## TRECHO DO TEXTO
Roupagem democrática do Estado autoritário
 
Destacando a ideia da provisoriedade, a identificação de um inimigo social e a suspensão de direitos como características do Estado de exceção, Serrano lembrou que “nas ditaduras latino-americanas havia a interrupção assumida e performática do ciclo democrático. Os governos de exceção e ditatoriais assumiam o comando sempre com o discurso da provisoriedade. Essa era a característica dos governos de exceção”.
 
Isso mudou. “Como essa nova forma de capital vende para o mundo uma ideia de democracia, mas ao mesmo tempo e contraditoriamente, pleiteia um Estado autoritário, surgiu no mundo Ocidental a figura de um Estado com uma roupagem democrática e com um conteúdo autoritário”.
 
Nesta nova roupagem, “são mantidas as figuras da autoridade democrática, das instituições democráticas, dos processos de decisão democráticas, mas eles são subvertidos em seu sentido”. Este processo, reiterou, é “capitaneado pelo sistema de justiça que se torna um gerenciador de medidas de exceção”, marcadamente a partir dos anos 2000.
 
Essas medidas de exceção podem ser facilmente identificadas na realidade brasileira. Por exemplo, a utilização da figura do bandido e do bandoleiro como forma de descaracterizar a identidade dos cidadãos. Uma figura, aliás, muito bem localizada nos territórios ocupados pelas forças policiais locais que passaram a ser forças de ocupação territorial. “A maioria das pessoas que tem contato com a polícia nesses ambientes morre ou sofre graves prejuízos à sua integridade física. E se é preso não tem direito de defesa”.

## SEÇÃO DE DADOS
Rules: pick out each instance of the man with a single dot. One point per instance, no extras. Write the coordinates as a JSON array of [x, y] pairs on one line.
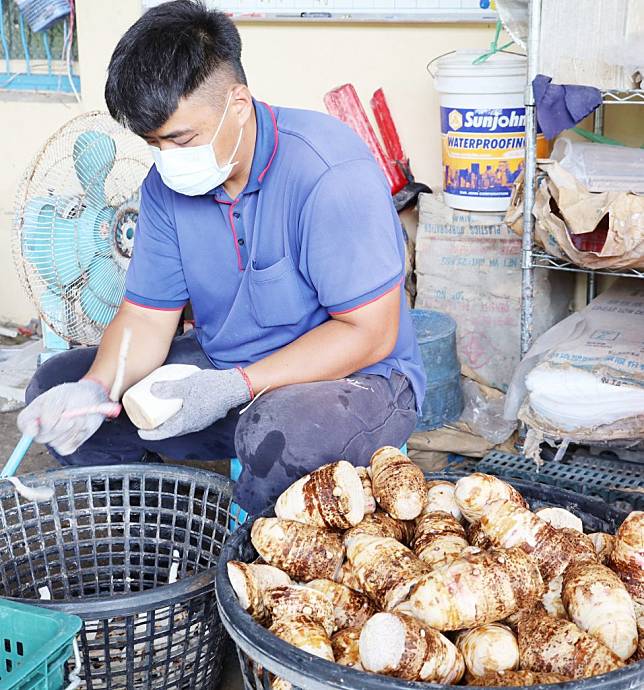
[[278, 226]]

## INSTRUÇÕES DOS EXERCÍCIOS
#1 No trecho sobre o Estado de exceção, com que discurso os governos de exceção e ditatoriais assumiam o comando?
#2 Diga se cada afirmação concorda com o trecho sobre o Estado de exceção e cite as palavras dele que decidem a resposta.
(a) Nas ditaduras latino-americanas, a interrupção do ciclo democrático era assumida.
(b) Na nova roupagem, as instituições democráticas são extintas.
(c) As forças policiais locais passaram a ser forças de ocupação territorial.
A listagem não tem relação alguma com o trecho.

## PROBLEMAS RESOLVIDOS
#1 Sempre com o discurso da provisoriedade.

#2
(a) Sim: “havia a interrupção assumida e performática do ciclo democrático”.
(b) Não: “são mantidas as figuras da autoridade democrática, das instituições democráticas”.
(c) Sim: “forças policiais locais que passaram a ser forças de ocupação territorial”.